• Task instructions: Quote the line containing "of the desk" and all lines that follow it in the listing below, exactly as written.

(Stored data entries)
----

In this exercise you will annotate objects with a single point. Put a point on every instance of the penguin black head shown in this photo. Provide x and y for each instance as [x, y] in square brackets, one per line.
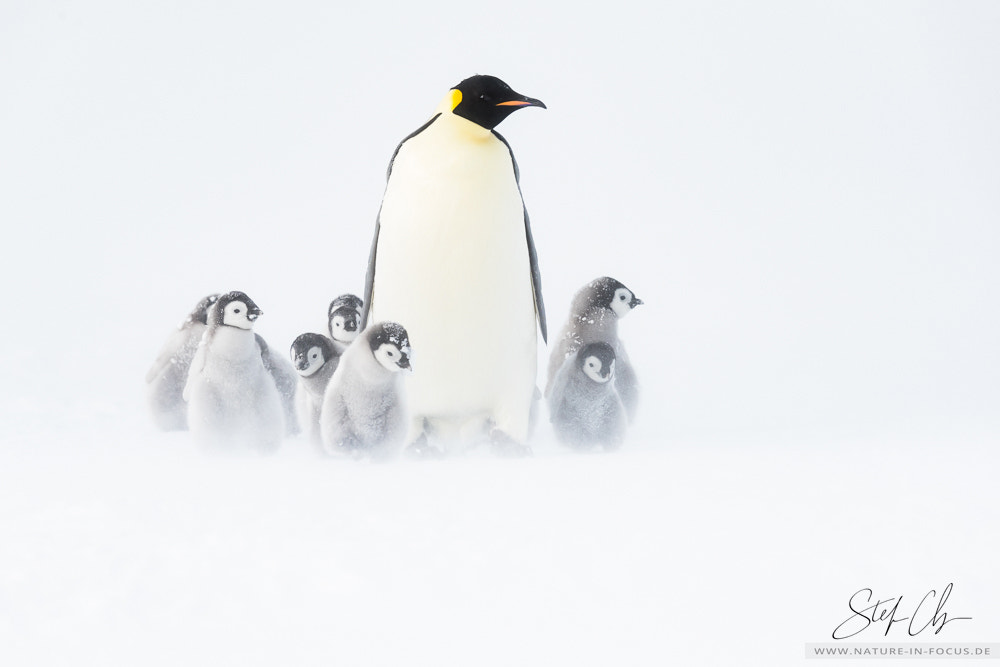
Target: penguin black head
[607, 292]
[235, 309]
[597, 361]
[348, 300]
[199, 315]
[486, 100]
[343, 324]
[390, 345]
[310, 351]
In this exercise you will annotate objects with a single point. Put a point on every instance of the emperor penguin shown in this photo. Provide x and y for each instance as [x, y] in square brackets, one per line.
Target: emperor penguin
[233, 402]
[165, 379]
[315, 359]
[344, 320]
[364, 411]
[584, 406]
[593, 318]
[285, 380]
[454, 259]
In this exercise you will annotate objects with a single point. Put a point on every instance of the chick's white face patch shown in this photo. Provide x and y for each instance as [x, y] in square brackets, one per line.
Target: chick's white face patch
[235, 315]
[389, 356]
[338, 327]
[592, 367]
[621, 302]
[314, 361]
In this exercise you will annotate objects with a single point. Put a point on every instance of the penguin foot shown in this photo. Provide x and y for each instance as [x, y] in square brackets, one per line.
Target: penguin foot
[421, 450]
[506, 446]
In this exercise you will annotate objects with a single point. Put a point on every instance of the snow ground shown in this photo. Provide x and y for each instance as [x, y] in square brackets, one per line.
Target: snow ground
[142, 550]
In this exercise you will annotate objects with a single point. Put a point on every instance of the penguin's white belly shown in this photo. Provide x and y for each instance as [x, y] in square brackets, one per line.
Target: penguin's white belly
[452, 267]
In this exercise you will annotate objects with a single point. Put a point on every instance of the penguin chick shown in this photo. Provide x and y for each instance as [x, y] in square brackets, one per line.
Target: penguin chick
[233, 401]
[594, 315]
[315, 359]
[165, 379]
[363, 408]
[344, 320]
[584, 406]
[285, 380]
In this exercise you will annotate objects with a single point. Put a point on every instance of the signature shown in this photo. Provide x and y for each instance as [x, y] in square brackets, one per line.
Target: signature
[888, 611]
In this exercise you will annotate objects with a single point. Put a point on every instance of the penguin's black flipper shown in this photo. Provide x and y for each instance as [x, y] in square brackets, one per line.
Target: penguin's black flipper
[369, 280]
[536, 275]
[536, 279]
[370, 276]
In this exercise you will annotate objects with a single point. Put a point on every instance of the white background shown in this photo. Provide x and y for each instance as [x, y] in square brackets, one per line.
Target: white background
[805, 195]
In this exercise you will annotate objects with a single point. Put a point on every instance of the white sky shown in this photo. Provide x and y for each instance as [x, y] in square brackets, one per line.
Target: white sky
[804, 194]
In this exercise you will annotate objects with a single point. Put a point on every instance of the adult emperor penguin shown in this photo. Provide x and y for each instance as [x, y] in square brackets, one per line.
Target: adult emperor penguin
[315, 359]
[593, 317]
[584, 406]
[168, 374]
[233, 402]
[454, 260]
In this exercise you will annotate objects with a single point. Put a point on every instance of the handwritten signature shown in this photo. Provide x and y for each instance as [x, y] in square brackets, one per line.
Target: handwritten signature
[885, 611]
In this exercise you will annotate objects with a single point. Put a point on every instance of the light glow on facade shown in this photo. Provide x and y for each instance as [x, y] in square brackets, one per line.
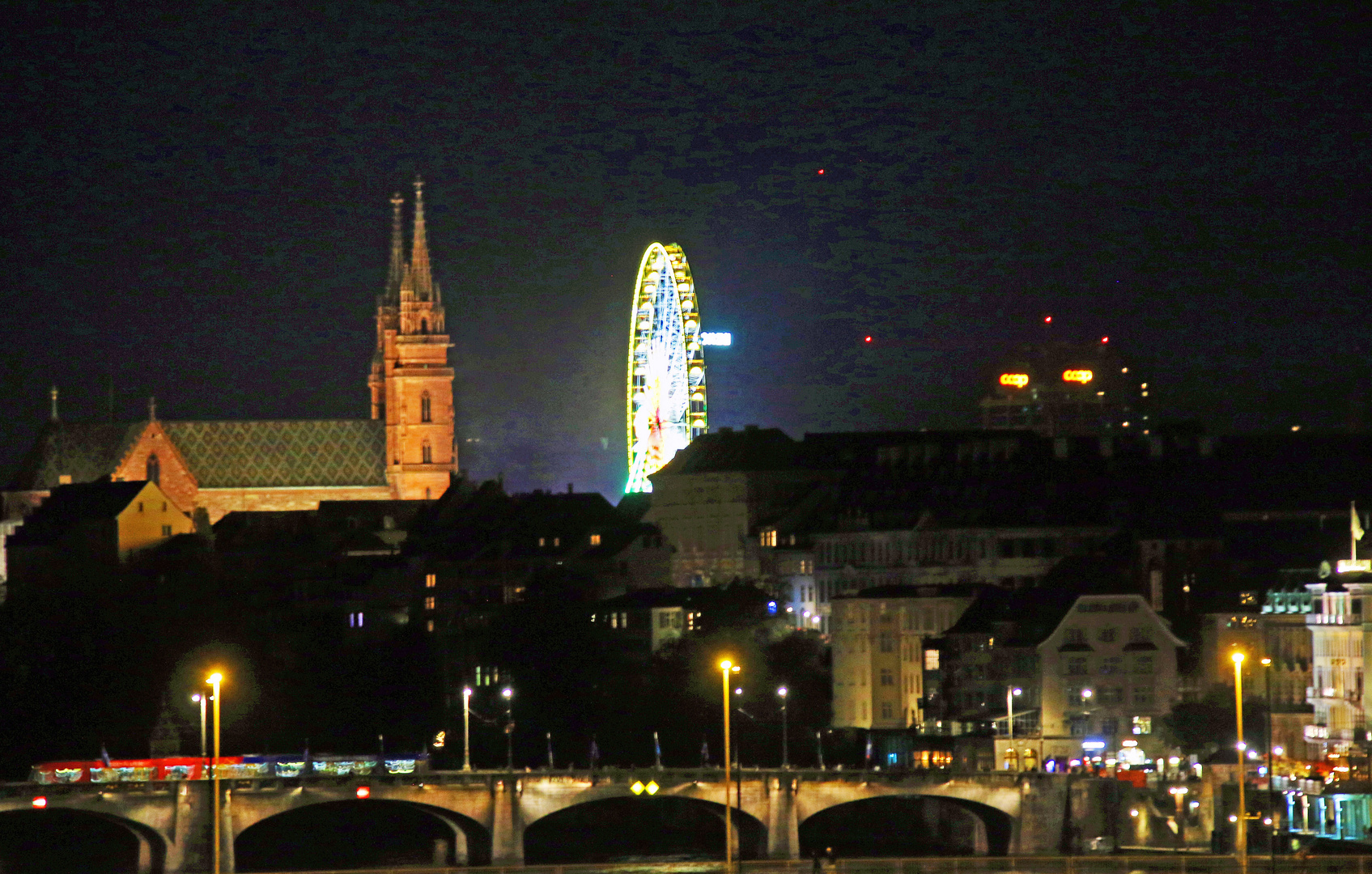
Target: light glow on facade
[665, 364]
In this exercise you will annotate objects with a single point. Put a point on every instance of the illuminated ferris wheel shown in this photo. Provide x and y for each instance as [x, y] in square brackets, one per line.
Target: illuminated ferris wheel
[665, 364]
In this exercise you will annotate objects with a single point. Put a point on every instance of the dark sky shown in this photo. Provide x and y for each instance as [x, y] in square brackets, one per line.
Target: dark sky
[198, 206]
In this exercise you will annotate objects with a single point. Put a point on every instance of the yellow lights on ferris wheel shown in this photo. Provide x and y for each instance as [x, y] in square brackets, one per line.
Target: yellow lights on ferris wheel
[665, 392]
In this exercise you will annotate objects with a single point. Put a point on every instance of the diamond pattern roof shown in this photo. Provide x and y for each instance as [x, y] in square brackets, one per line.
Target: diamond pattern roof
[232, 455]
[223, 455]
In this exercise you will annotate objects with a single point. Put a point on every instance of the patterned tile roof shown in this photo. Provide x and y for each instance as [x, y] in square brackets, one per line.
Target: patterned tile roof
[223, 455]
[84, 450]
[232, 455]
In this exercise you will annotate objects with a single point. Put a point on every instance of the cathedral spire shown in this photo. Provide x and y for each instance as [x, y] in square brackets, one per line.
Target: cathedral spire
[422, 276]
[397, 272]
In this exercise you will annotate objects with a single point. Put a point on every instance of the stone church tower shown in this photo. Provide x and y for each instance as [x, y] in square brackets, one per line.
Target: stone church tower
[412, 382]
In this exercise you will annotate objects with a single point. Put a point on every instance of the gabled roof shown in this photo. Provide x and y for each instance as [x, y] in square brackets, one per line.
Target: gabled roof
[221, 455]
[70, 505]
[283, 453]
[746, 450]
[83, 450]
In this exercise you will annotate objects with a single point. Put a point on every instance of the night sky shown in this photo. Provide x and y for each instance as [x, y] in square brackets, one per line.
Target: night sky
[197, 206]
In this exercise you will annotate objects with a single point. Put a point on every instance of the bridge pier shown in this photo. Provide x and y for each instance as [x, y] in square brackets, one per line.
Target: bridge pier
[782, 825]
[508, 824]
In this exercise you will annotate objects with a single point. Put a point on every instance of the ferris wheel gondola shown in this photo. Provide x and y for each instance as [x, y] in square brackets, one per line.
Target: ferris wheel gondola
[665, 364]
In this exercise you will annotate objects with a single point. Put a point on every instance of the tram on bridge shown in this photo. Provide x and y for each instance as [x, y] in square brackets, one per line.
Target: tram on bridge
[224, 767]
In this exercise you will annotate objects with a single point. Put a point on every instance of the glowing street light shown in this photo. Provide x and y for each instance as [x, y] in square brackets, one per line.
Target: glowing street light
[508, 694]
[784, 692]
[215, 680]
[1010, 708]
[202, 702]
[467, 728]
[1179, 795]
[1241, 842]
[728, 667]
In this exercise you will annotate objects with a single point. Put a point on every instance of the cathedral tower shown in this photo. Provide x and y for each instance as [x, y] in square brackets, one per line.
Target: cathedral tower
[412, 382]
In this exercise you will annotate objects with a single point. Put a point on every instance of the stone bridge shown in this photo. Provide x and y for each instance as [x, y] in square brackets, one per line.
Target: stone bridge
[503, 818]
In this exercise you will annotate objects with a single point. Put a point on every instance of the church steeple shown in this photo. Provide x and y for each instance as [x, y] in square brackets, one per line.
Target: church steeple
[422, 276]
[397, 270]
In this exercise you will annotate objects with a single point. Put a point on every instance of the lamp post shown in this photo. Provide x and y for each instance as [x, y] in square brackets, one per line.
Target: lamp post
[1179, 795]
[1272, 799]
[1241, 838]
[467, 728]
[215, 680]
[785, 762]
[508, 694]
[728, 667]
[203, 702]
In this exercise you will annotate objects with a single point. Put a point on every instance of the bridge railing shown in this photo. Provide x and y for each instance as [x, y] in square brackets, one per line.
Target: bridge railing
[1151, 863]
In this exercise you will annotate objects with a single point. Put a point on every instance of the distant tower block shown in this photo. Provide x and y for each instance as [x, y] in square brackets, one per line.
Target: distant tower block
[665, 364]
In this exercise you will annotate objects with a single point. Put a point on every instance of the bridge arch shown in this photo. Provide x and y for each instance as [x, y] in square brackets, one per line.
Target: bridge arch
[623, 828]
[349, 833]
[58, 840]
[907, 824]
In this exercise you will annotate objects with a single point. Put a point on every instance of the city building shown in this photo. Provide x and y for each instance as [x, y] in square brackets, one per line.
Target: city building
[711, 497]
[1066, 388]
[1338, 630]
[404, 450]
[1094, 672]
[100, 522]
[878, 651]
[1013, 558]
[655, 617]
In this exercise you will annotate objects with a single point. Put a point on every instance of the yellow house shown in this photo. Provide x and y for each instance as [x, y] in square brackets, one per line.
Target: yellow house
[103, 522]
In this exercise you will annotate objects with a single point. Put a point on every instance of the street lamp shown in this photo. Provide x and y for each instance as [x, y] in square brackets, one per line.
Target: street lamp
[467, 728]
[1272, 800]
[728, 667]
[215, 680]
[1010, 708]
[508, 694]
[1179, 795]
[202, 702]
[1241, 842]
[782, 692]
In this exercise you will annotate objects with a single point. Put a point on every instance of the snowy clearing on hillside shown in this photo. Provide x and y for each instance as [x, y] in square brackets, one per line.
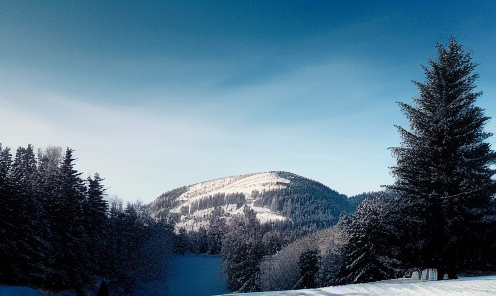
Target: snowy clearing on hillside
[479, 286]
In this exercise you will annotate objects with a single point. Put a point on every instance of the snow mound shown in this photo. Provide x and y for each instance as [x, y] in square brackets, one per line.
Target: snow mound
[192, 220]
[479, 286]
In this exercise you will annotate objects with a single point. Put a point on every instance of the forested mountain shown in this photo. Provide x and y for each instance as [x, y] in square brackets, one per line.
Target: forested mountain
[278, 198]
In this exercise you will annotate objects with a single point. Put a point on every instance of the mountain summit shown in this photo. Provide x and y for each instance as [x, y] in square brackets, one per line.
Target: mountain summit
[276, 197]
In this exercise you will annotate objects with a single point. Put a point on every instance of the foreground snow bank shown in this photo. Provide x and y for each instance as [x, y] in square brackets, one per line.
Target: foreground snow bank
[25, 291]
[464, 286]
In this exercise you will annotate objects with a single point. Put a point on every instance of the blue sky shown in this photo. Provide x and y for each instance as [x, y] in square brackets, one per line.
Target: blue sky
[155, 95]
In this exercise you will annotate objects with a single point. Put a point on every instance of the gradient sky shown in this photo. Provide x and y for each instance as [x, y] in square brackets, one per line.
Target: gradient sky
[155, 95]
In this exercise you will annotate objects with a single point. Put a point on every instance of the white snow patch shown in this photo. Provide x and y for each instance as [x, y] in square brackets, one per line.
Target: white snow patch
[480, 286]
[245, 184]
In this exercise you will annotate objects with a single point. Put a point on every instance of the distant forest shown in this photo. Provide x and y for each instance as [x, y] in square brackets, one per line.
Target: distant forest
[57, 231]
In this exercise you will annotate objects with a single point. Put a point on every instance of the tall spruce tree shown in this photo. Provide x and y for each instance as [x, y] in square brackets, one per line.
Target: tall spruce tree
[443, 172]
[371, 251]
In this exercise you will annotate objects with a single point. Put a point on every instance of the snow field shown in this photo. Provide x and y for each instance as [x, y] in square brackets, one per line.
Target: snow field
[473, 286]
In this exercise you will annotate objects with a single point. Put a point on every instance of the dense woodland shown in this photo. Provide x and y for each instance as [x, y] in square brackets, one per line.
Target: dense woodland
[58, 232]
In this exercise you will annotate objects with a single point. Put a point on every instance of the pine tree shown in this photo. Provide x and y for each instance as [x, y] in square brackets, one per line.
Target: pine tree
[242, 252]
[309, 266]
[443, 169]
[370, 253]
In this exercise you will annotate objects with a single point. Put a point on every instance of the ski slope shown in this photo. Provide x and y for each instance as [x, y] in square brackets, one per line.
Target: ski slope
[477, 286]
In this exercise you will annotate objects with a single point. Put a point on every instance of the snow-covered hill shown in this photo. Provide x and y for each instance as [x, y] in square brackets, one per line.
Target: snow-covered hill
[274, 196]
[477, 286]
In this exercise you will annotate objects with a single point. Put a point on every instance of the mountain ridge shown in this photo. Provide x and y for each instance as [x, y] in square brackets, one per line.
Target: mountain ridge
[276, 197]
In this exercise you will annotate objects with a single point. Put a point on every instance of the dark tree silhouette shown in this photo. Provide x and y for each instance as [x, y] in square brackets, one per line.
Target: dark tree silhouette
[443, 172]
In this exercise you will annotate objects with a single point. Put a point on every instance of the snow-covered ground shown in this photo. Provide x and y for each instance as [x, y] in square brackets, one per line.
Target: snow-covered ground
[477, 286]
[245, 184]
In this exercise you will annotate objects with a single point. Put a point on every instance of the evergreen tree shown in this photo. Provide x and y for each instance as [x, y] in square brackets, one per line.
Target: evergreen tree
[443, 169]
[309, 266]
[370, 252]
[69, 235]
[242, 252]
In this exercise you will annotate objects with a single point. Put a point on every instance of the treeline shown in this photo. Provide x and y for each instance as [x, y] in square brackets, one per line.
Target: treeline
[57, 231]
[440, 212]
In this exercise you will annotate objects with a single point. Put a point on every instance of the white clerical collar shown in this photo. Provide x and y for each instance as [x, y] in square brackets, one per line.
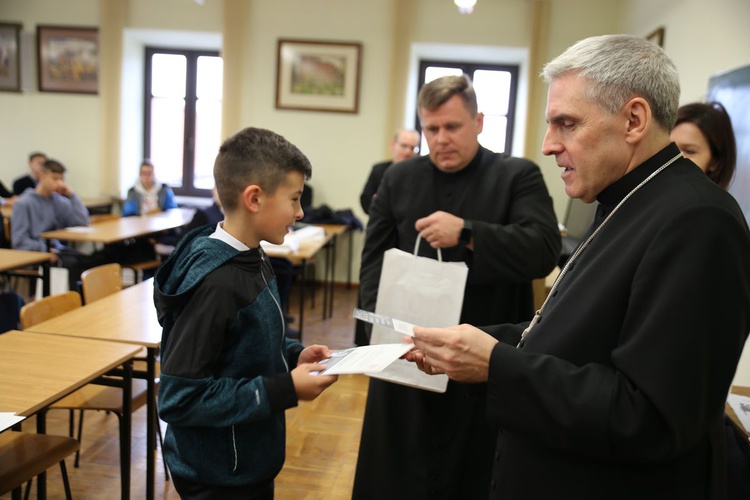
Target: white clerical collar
[227, 238]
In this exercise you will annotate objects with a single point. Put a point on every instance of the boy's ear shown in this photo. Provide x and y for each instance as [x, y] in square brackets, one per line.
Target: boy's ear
[251, 198]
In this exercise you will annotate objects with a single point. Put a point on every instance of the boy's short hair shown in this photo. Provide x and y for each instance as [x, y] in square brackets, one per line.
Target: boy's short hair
[53, 166]
[255, 156]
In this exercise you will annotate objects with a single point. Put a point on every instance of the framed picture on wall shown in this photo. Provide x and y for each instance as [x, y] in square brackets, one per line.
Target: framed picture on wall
[68, 59]
[318, 76]
[10, 57]
[657, 36]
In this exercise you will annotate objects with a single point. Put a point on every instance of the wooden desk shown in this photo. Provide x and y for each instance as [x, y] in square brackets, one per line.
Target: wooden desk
[94, 205]
[37, 370]
[124, 228]
[16, 259]
[127, 317]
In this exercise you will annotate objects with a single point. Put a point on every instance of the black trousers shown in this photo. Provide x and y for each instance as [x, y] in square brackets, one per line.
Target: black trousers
[190, 490]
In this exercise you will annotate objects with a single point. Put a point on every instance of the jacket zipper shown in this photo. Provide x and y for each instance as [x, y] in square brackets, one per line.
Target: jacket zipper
[278, 307]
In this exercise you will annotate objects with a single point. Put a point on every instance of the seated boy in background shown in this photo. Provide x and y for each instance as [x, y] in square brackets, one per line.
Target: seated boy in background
[227, 369]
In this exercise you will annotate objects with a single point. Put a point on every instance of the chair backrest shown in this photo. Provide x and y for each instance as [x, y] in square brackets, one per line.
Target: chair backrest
[100, 281]
[93, 219]
[48, 307]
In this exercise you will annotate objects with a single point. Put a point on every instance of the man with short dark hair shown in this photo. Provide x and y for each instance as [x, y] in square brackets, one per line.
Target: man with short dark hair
[494, 213]
[51, 205]
[21, 184]
[404, 145]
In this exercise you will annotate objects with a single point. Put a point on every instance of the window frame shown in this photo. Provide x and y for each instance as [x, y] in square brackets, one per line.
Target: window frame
[188, 147]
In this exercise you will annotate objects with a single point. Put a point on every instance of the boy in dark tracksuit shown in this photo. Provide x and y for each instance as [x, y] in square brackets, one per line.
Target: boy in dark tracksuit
[227, 370]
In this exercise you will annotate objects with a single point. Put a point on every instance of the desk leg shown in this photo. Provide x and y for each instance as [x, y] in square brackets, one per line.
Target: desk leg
[150, 422]
[126, 432]
[349, 262]
[333, 279]
[45, 279]
[302, 289]
[41, 479]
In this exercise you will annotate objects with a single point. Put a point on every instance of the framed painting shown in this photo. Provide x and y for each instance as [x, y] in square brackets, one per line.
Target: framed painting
[318, 75]
[68, 59]
[10, 57]
[657, 36]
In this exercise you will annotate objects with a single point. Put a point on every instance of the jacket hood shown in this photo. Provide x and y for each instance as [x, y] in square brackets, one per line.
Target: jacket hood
[193, 259]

----

• Response below:
In this exercise you will annotate objects with a single point. Put a point on every instance of the desk leg shown in this photo. Provide x and y for each instance as [x, y] in square brackets, one per line.
Target: desk leg
[150, 422]
[126, 432]
[349, 262]
[333, 279]
[45, 279]
[302, 289]
[41, 479]
In this exercise you will annotate objects with a single point. Put a point on every instance of the framed painting shown in this photo. Provide x and y for each instance as [x, y] in square brackets, one per line.
Target: framed painting
[318, 75]
[68, 59]
[10, 57]
[657, 36]
In this exercise you will annotate objects with a single point. Put a point on every instance of the jacket hood shown in this photo. Provide x and y for each instance as [x, y] in square brackets, one per line.
Target: jacket hood
[193, 259]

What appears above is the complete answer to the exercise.